Given exercise:
Rewrite the records from the line with "Expected: one point per instance of the hanging sign, each" through the end of the records, putting "whole pixels" wherever "integer pixels" appears and changing nothing else.

===============

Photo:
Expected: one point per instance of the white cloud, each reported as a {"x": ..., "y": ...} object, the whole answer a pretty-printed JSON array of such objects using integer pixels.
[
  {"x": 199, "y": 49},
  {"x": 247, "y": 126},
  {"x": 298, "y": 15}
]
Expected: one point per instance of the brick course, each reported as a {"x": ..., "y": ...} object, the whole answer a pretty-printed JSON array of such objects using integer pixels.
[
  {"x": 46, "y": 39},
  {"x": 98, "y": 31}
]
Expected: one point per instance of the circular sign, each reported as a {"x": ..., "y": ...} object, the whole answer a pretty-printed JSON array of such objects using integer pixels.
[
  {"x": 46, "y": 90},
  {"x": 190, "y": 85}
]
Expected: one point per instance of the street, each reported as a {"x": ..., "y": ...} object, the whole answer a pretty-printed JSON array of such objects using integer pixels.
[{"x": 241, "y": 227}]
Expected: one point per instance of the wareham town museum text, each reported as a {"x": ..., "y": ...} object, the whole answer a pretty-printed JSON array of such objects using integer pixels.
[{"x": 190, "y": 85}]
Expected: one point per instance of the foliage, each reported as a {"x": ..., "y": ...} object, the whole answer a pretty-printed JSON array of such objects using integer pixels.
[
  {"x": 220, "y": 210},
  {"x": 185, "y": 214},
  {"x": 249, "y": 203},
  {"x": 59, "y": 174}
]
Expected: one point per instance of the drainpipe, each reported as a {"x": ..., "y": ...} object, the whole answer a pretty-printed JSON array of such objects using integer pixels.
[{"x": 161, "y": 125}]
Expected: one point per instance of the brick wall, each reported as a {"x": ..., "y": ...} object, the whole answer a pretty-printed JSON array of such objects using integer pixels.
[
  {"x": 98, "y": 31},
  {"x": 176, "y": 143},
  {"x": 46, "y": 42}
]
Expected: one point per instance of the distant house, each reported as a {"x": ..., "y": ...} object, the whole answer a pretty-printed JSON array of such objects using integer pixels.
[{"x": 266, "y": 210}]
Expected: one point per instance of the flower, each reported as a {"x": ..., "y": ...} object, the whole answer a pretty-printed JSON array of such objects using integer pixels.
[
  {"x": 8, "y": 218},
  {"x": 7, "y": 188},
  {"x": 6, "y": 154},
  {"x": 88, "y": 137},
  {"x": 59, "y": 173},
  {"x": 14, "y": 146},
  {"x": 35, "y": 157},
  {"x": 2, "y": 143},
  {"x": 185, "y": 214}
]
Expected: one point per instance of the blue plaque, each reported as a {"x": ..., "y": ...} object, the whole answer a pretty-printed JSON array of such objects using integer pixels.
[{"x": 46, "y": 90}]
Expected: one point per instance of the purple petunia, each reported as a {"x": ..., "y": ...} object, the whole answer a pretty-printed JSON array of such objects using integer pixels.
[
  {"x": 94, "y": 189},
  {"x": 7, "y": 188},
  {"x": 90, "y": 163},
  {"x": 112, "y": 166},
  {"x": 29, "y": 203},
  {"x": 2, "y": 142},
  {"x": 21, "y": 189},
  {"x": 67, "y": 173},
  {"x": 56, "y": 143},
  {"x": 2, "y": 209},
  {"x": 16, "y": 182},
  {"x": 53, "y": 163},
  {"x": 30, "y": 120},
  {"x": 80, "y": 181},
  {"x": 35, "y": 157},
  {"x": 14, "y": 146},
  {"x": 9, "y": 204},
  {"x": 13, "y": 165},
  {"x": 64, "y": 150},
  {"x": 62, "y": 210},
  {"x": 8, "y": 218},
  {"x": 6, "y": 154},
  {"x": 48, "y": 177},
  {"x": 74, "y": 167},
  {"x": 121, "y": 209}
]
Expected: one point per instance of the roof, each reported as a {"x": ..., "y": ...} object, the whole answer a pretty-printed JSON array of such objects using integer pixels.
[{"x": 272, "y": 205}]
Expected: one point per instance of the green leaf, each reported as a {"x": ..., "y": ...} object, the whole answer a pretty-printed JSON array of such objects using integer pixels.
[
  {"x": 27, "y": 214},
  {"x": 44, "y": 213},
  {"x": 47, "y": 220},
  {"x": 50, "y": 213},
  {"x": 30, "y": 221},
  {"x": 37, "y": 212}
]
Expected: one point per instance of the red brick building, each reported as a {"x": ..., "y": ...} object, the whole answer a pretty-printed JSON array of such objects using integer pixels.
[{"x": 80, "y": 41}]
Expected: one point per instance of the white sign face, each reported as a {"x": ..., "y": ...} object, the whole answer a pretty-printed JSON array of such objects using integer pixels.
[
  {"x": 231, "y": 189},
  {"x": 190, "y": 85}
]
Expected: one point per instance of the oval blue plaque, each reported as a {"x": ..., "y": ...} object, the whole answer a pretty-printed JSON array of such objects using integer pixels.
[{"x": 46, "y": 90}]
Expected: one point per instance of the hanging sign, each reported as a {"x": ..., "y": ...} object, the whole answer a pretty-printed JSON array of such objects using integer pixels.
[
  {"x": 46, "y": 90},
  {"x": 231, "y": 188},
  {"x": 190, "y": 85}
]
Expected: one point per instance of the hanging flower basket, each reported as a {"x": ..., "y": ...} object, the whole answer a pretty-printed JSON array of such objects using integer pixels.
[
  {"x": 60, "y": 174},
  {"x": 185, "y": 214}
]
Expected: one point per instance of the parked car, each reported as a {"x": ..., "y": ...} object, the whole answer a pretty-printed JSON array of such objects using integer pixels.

===============

Result below:
Expected: one point per instance of the hanging sign, each reported as a {"x": ..., "y": ...} object, the whole answer a pretty-printed JSON array of such objects using whole pixels.
[
  {"x": 46, "y": 90},
  {"x": 231, "y": 188},
  {"x": 190, "y": 85}
]
Expected: one point per instance of the hanging flower basket, each reported as a {"x": ..., "y": ...} object, the whole answer a pretty-printed JSON array of such objects using whole pixels.
[
  {"x": 60, "y": 174},
  {"x": 185, "y": 214}
]
Expected: one point per instance of the parked car, each reported as a {"x": ..., "y": ...} object, the whole answer a pretty-printed JSON array of such objects using whole pixels.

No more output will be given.